> _Stated problem A_
Output the rows between the lines holding "of the ground" and "[[475, 145]]", inclusive, as a Markdown table with the columns Number and Line, leaving out any blank lines.

> _Passage given_
--- START ---

We think that there was an opportunity to reform gift aid completely, but understand that such an opportunity is now limited. NICVA has long been in favour of a flat-rate scheme where all voluntary donations could have an amount claimed back, regardless of declaration. That would be a reduced amount, compared with the 25%, but it would be much simpler for charities to access. Given that that is not what is before us, we think that the scheme, as it is stated, does not really help. Our colleagues in the Institute of Fundraising, the National Council for Voluntary Organisations and the Charity Finance Group would agree that the scheme is too complicated and that there are many problems with it as it is written. Those problems could be addressed to some extent but would need to be rigorously looked at. For example, an organisation, large or small, can claim up to £1,250 additionally. For a small group, that would be quite a large amount, but, as I said, small groups are unlikely to avail themselves of that because of the requirement to engage in the full gift aid scheme and the complications around that. Larger groups would only benefit from £1,250 as well, so you could have a large national Northern Ireland charity that would only benefit from £1,250 through the scheme. That means that when the charity is being promoted to the public, for example, through collection boxes, it cannot say that it will be able to claim gift aid from donations because of the limits on the £5,000 that can be claimed. So, which boxes will have gift aid and which will not?

--- END ---

> _Stated problem B_
Answer these questions from the gift aid passage.
(i) What kind of scheme has NICVA long favored?
(ii) How much can an organization claim additionally under the scheme?
(iii) Which three bodies would agree that the scheme is too complicated?

> _Dataset excerpts_
--- START ---

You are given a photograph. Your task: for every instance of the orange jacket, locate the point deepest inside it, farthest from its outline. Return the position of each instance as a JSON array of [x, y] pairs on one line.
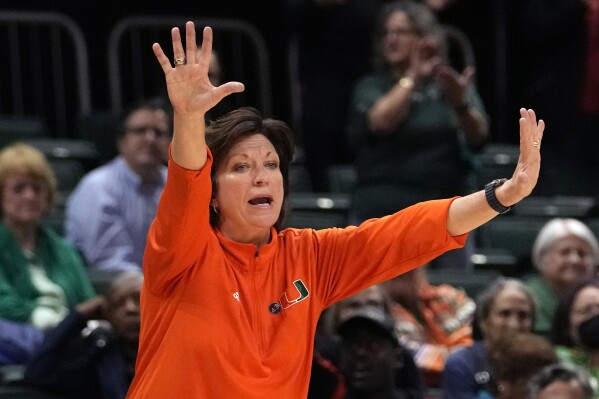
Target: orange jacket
[[220, 319]]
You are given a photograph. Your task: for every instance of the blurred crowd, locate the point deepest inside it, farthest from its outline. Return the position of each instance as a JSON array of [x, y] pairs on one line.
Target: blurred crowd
[[387, 87]]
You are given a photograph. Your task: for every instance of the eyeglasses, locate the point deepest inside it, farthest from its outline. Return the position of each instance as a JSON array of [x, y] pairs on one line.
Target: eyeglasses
[[398, 32], [141, 130]]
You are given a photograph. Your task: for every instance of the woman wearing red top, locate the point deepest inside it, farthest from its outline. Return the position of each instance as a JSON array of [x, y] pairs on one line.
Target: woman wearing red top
[[230, 304]]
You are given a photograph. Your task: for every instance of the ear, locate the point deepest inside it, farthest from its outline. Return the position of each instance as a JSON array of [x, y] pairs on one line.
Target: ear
[[399, 356]]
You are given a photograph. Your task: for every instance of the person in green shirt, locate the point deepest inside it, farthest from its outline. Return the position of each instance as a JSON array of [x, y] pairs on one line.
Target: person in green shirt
[[41, 275], [565, 252], [575, 329]]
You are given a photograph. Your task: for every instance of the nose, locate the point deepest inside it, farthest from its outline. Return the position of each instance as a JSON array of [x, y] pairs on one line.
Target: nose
[[261, 176], [29, 192], [574, 257], [513, 323], [131, 305]]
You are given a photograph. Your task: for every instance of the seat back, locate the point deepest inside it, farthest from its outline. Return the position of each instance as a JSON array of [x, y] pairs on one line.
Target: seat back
[[45, 73]]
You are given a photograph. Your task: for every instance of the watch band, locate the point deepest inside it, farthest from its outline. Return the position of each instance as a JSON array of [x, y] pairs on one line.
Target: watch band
[[492, 198]]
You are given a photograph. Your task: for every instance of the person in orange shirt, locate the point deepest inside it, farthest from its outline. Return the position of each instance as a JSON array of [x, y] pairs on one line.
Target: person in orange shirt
[[430, 320], [230, 302]]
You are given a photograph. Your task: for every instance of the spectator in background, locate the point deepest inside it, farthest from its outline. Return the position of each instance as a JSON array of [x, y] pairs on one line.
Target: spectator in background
[[514, 360], [560, 381], [92, 353], [575, 329], [407, 379], [565, 252], [504, 308], [412, 121], [333, 50], [109, 213], [430, 320], [41, 275], [371, 355]]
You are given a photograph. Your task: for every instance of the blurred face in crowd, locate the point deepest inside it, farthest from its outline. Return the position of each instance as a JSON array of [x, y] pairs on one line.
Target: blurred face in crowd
[[566, 262], [562, 390], [368, 360], [123, 307], [249, 190], [371, 296], [398, 39], [24, 199], [510, 313], [585, 305], [144, 144]]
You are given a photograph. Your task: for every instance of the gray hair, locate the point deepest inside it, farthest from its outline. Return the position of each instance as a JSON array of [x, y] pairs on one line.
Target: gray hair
[[560, 372], [486, 299], [558, 228]]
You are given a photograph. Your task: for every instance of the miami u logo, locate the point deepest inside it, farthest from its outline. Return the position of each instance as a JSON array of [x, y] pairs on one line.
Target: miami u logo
[[284, 301]]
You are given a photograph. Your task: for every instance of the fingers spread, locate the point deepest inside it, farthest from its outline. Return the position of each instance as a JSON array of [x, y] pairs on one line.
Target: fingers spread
[[161, 57], [177, 45], [190, 41]]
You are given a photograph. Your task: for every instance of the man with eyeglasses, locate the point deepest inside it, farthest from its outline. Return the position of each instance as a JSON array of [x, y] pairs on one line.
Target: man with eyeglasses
[[110, 211]]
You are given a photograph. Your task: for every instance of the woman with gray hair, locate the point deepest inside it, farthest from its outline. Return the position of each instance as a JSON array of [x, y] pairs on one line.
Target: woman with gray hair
[[560, 381], [504, 308], [565, 252]]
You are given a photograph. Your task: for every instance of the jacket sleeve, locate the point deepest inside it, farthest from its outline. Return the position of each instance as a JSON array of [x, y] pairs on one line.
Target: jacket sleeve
[[181, 232], [352, 259]]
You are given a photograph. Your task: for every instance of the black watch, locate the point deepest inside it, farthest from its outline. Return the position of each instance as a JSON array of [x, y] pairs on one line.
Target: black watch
[[492, 198]]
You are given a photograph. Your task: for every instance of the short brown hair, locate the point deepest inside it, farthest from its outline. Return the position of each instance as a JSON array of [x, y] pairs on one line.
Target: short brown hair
[[225, 132], [23, 158]]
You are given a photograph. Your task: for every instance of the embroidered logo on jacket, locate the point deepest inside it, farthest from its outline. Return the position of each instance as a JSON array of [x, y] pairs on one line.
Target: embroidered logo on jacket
[[285, 302]]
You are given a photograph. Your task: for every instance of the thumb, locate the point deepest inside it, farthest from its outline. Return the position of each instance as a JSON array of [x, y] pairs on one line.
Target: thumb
[[225, 89]]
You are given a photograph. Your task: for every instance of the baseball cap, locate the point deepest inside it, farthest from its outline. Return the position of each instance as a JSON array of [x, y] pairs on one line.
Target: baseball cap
[[368, 315]]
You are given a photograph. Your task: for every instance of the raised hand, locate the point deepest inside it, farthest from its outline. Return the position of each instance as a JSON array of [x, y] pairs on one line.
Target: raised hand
[[189, 89], [526, 174]]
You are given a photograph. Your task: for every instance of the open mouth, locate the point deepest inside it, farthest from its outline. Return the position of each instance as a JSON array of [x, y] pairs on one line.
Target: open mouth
[[261, 201]]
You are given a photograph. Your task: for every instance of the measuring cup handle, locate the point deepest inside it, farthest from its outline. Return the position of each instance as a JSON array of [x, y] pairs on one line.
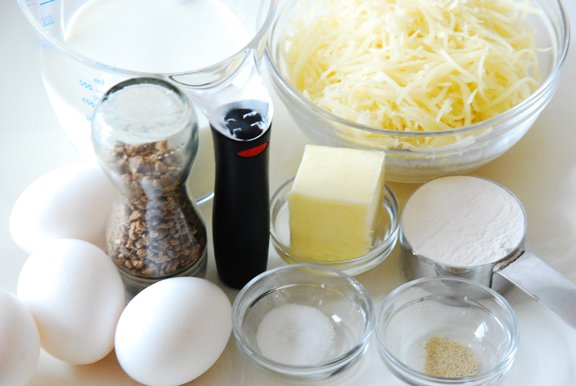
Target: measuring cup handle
[[543, 283]]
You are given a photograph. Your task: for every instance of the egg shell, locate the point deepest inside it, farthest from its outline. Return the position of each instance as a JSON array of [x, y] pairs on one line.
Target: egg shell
[[173, 331], [75, 294], [19, 341], [73, 201]]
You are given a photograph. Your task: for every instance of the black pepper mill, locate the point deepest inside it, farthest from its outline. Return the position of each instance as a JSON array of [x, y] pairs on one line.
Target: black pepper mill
[[241, 219]]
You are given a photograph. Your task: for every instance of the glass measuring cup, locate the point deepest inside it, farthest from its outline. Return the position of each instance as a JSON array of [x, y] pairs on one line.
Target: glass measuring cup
[[518, 265], [75, 80]]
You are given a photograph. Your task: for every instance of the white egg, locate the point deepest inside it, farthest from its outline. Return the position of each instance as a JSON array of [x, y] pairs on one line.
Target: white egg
[[76, 296], [19, 341], [73, 201], [173, 331]]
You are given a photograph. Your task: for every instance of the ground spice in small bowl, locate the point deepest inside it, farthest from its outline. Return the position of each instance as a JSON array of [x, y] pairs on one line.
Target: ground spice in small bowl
[[447, 358]]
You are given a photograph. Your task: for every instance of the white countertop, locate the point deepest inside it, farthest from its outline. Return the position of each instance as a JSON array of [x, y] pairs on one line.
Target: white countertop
[[540, 170]]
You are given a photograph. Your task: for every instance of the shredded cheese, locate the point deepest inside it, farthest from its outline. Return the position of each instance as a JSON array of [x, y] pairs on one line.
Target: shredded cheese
[[412, 65]]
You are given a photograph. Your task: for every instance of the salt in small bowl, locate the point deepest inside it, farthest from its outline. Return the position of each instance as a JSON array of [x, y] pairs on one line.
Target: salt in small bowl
[[303, 321]]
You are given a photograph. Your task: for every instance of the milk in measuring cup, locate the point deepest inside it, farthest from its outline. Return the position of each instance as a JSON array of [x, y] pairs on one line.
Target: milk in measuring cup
[[148, 36]]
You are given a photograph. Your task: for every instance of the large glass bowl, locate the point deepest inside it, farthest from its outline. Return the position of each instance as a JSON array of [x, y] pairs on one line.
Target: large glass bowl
[[475, 145]]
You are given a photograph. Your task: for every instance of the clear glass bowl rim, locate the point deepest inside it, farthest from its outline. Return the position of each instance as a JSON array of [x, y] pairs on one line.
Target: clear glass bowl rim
[[240, 306], [510, 324], [386, 243]]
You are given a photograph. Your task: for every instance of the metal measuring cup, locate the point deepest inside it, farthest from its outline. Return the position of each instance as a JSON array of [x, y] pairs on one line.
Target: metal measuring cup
[[520, 267]]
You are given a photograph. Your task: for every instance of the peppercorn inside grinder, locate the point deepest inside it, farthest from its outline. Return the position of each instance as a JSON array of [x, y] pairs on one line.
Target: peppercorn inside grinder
[[145, 134]]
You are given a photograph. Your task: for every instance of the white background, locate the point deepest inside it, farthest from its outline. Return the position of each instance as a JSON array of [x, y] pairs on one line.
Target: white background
[[540, 170]]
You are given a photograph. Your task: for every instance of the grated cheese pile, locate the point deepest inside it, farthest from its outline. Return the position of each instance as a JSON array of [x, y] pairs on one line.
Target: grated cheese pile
[[412, 65]]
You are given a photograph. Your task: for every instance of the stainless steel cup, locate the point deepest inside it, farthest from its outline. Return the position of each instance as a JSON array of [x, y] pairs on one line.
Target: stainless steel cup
[[520, 267]]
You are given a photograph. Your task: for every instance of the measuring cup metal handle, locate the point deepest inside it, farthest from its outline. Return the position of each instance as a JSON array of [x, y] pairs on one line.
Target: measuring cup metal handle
[[544, 284]]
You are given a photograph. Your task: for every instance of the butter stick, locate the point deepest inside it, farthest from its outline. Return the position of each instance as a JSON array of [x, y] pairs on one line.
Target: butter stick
[[334, 202]]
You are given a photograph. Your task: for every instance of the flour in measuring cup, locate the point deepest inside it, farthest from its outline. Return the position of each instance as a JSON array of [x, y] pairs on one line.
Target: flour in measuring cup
[[463, 221], [150, 36]]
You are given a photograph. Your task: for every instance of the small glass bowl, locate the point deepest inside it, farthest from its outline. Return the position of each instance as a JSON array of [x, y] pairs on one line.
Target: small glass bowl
[[470, 316], [382, 245], [303, 321]]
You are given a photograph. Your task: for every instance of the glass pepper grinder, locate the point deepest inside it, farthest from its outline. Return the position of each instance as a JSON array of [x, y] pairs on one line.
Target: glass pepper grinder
[[145, 135]]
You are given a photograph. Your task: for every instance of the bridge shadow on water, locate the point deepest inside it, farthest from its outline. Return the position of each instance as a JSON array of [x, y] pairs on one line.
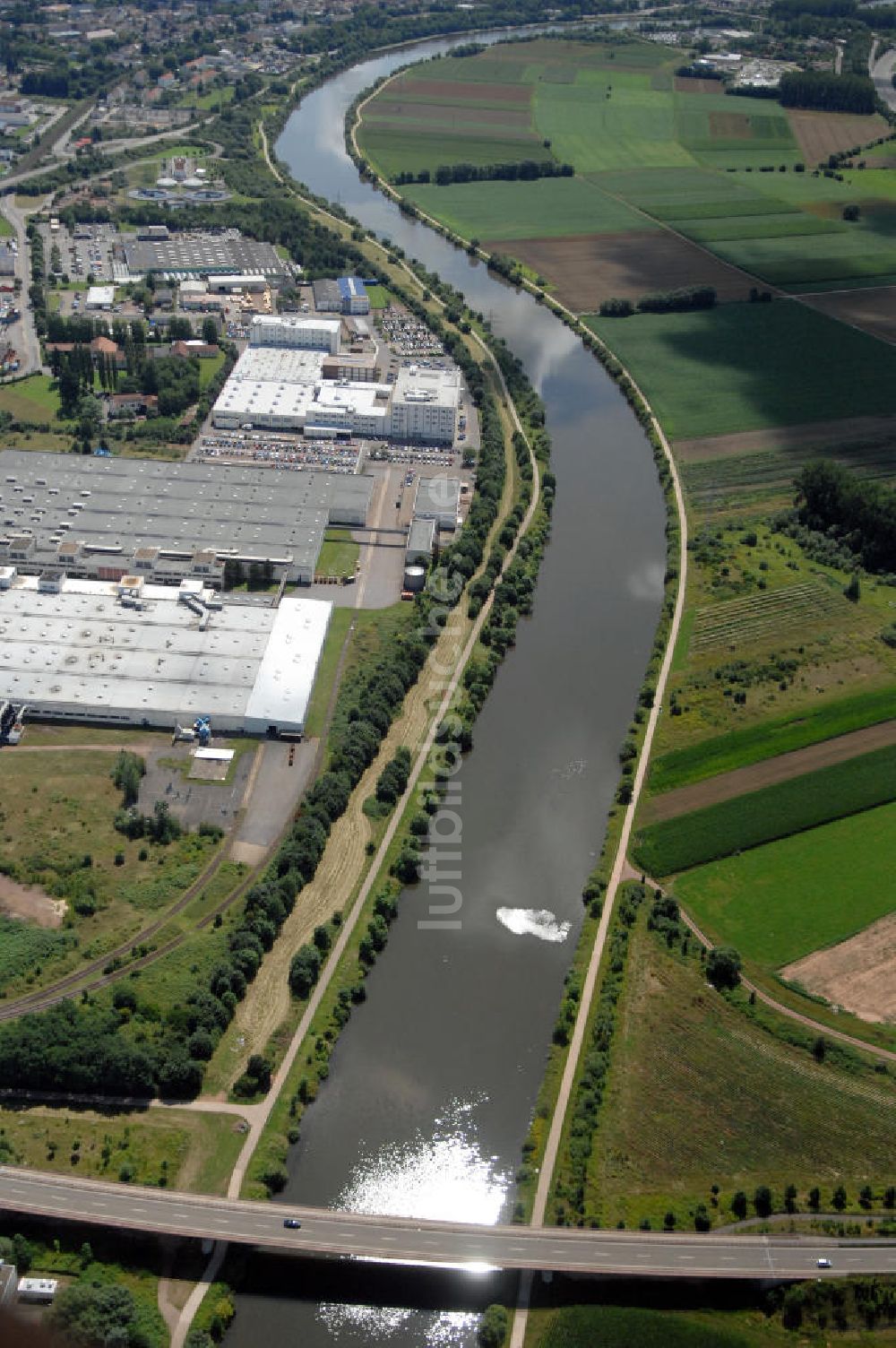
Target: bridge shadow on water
[[418, 1288], [360, 1283]]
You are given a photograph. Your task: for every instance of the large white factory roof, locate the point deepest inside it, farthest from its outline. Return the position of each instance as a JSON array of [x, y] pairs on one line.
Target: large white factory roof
[[249, 399], [83, 654], [417, 385], [122, 505], [286, 364]]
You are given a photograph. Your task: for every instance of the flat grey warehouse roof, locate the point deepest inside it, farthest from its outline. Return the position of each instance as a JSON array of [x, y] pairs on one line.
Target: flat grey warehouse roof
[[206, 255], [122, 505]]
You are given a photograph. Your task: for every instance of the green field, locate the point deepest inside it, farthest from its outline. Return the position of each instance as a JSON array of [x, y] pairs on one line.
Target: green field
[[174, 1147], [776, 812], [339, 553], [30, 399], [635, 1326], [377, 296], [209, 368], [799, 894], [746, 367], [781, 735], [596, 133], [395, 151], [505, 211], [701, 1092]]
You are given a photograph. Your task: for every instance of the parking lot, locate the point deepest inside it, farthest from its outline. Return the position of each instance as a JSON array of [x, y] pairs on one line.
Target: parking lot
[[407, 336], [286, 452]]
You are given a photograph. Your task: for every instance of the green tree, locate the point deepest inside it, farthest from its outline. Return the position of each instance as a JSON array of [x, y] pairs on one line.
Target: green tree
[[724, 967]]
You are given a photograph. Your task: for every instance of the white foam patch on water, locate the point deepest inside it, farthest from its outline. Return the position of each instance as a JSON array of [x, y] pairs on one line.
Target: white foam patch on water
[[444, 1177], [379, 1324], [538, 922]]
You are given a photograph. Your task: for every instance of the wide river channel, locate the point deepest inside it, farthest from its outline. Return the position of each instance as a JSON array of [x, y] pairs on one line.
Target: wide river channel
[[434, 1078]]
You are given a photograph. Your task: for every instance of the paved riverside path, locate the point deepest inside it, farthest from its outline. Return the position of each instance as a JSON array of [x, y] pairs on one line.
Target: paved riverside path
[[323, 1232]]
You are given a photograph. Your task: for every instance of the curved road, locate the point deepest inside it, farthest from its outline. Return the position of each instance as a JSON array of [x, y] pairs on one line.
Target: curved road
[[412, 1240]]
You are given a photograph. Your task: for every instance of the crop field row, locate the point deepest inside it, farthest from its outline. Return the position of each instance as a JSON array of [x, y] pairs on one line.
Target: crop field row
[[620, 1326], [776, 470], [788, 898], [786, 225], [547, 208], [759, 617], [781, 735], [749, 367], [776, 812]]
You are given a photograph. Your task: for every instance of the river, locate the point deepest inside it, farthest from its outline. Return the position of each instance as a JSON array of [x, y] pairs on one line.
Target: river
[[434, 1080]]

--- END ---

> _Right answer A_
| Number | Line |
|---|---|
| 1 | You are given a photograph. Your task: for every instance of the ground spice in small bowl, locate the point deepest inside it, farthest from its outline. Return the position of each instance as a JSON array of [x, y] pairs on one line. |
| 2 | Target: ground spice in small bowl |
| 3 | [[447, 358]] |
| 4 | You are given a photograph. Your task: for every instance of the white countertop, locate the point deepest inside it, farthest from its outline. Return the position of each instance as a JSON array of [x, y] pairs on one line. |
| 5 | Target: white countertop |
| 6 | [[540, 170]] |
| 7 | You are given a photograph. Your task: for every instance of the shredded cheese, locate the point deepest inside it, farthest from its outline. Return the position of each instance as a JSON array of [x, y] pairs on one line. |
| 8 | Target: shredded cheese |
| 9 | [[412, 65]] |
| 10 | You are given a photograph. Your task: for every instance of the salt in small bowl, locate the point deepest inside it, farthest from its outline. Return the position of each instance as a JSON array of [x, y] pairs on one line. |
| 11 | Target: salt in small bowl |
| 12 | [[303, 321]] |
| 13 | You are given a photograph. Your task: for every instance of the milk in measuring cup, locate the point deepest inside it, farthest from its outline. Return the position of each instance as a JSON array of [x, y] pairs on one line. |
| 14 | Target: milk in measuring cup |
| 15 | [[148, 36]] |
| 16 | You are given a photograph. Your task: for every instance of the large glass bowl, locate the point deepest inside it, farthest from its outline. Return the position of each instance as a JSON array of [x, y] pairs on one line. |
| 17 | Target: large glass bowl |
| 18 | [[475, 145]] |

> _Right answer B_
(i) A flat-rate scheme in which all voluntary donations could have an amount claimed back, regardless of declaration.
(ii) Up to £1,250.
(iii) The Institute of Fundraising, the National Council for Voluntary Organisations, and the Charity Finance Group.